▶ [TEXTE PRÉSENTÉ]

J’aime tout particulièrement l’opposition subtile entre la « présidente d’association » qui « saute sur son Facebook » et le « conservateur expérimenté » seul apte à « nuancer ». Sur ce je vous laisse à vos fonctions, quelles qu’elles soient, et pour de bon j’espère.
Fabien Ratz
Bonjour,
Je citerais juste un cas d’école pour illustrer les conséquences des jugements hâtifs en matière de destinée des supports physiques en médiathèque…
La médiathèque du Chesnay a ouvert sans CD musicaux il y a 4 ou 5 ans en pensant mettre à disposition une offre musicale « moderne » (dans la novlangue du XXIe siècle, moderne = numérique et dématérialisée). Mais cette offre n’a pas rencontré son public pour différentes raisons (offre destinée aux médiathèques non concurrente au regard de l’offre illégale, difficulté d’accès des ressources, méconnaissance des pratiques des publics, manque de savoir-faire des bibliothécaire dans la mise en valeur des ressources dématérialisées…).
Résultat : l’offre dématérialisée a été peu à peu abandonnée, la médiathèque se retrouvant quasiment sans musique. Une de ses missions essentielles n’était plus remplie quand d’autres médiathèques résolument has been continuaient de voir sortir leurs collections de CD. Pourquoi ? Parce que ça correspond encore à des usages persistants et que la matérialité du support est un des moyens les plus faciles de mise en valeur d’une oeuvre culturelle dans un espace physique.
De mon point de vue, même s’il faut évidemment développer la médiation sur les ressources dématérialisées(intégrées aux collections ou disponibles en ligne), sur place et surtout en ligne, il est encore trop tôt pour évacuer certains supports physiques, CD en tête.
Ceci étant, la nature du support devrait être secondaire dans nos réflexions. L’essentiel, c’est bien de se demander comment mettre à portée la richesse culturelle de la création musicale auprès du plus grand nombre et compte tenu de la diversité des usages, des contextes sociaux, culturels, économiques, territoriaux. Pour tel public, sur tel type d’oeuvre, quel support conviendrait mieux, quel mode de médiation ? Malgré le formidable développement des usages numériques, de nombreuses configurations sont possibles. Il est nécessaire de toutes les considérer.
ps : mes infos datant un peu, si quelqu’un du Chesnay peut corroborer ou contre-argumenter, dire si la situation a évolué, ça ne pourra qu’enrichir le débat 🙂
Une chose est certaine, cher Olivier Ertzscheid : les bibliothèques et leur destin suscitent beaucoup de commentaires, beaucoup de débats, beaucoup d’espoir et beaucoup d’attente.

▶ [LISTE DES DONNÉES]
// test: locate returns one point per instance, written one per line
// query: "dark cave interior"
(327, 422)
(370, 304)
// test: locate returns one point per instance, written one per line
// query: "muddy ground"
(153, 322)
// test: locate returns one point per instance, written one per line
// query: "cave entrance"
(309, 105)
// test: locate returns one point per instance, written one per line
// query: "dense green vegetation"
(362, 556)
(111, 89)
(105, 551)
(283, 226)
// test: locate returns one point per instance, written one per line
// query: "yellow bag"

--

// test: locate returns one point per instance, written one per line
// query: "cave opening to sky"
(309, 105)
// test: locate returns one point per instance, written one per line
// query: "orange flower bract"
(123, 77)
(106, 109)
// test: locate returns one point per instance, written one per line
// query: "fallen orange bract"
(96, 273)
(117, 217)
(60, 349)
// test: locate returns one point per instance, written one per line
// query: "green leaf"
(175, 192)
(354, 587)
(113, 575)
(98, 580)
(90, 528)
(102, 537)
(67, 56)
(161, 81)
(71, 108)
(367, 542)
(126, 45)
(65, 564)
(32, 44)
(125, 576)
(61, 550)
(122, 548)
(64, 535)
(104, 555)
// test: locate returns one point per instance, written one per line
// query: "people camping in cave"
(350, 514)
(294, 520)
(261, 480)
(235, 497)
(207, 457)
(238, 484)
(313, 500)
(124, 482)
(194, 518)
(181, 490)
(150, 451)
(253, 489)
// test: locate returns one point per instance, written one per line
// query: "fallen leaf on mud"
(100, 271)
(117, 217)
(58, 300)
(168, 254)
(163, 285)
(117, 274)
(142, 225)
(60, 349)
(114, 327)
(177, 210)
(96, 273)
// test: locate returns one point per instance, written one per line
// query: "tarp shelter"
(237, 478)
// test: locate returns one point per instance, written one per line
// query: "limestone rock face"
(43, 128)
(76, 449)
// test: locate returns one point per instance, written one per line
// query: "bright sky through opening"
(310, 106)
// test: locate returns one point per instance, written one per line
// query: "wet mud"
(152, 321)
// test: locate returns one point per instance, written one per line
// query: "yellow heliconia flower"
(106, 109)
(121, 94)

▶ [TRAVAIL DEMANDÉ]
1. Recopiez sans rien changer le passage du texte présenté qui commence par « J’aime tout particulièrement » et se poursuit jusqu'à « de bon j’espère. ».
2. Répondez aux questions suivantes d'après le texte présenté.
(a) Il y a combien d'années la médiathèque du Chesnay a-t-elle ouvert sans CD musicaux ?
(b) Quel support physique le texte cite-t-il en tête parmi ceux qu'il est encore trop tôt d'évacuer ?
(c) À qui s'adresse la dernière phrase ?
3. Indiquez si chacune des affirmations suivantes concorde avec le texte présenté. Répondez par oui ou par non, puis citez les mots du texte qui tranchent.
(a) L'offre dématérialisée de la médiathèque du Chesnay a été abandonnée peu à peu.
(b) Le texte présente la nature du support comme la question centrale des réflexions.
(c) D'autres médiathèques continuaient de voir sortir leurs collections de CD.
Appuyez-vous uniquement sur le texte présenté.

▶ [RÉPONSES RÉDIGÉES]
1.
J’aime tout particulièrement l’opposition subtile entre la « présidente d’association » qui « saute sur son Facebook » et le « conservateur expérimenté » seul apte à « nuancer ». Sur ce je vous laisse à vos fonctions, quelles qu’elles soient, et pour de bon j’espère.

2.
(a) Il y a 4 ou 5 ans.
(b) Le CD.
(c) À Olivier Ertzscheid.

3.
(a) Oui : « l’offre dématérialisée a été peu à peu abandonnée ».
(b) Non : « la nature du support devrait être secondaire dans nos réflexions ».
(c) Oui : « d’autres médiathèques résolument has been continuaient de voir sortir leurs collections de CD ».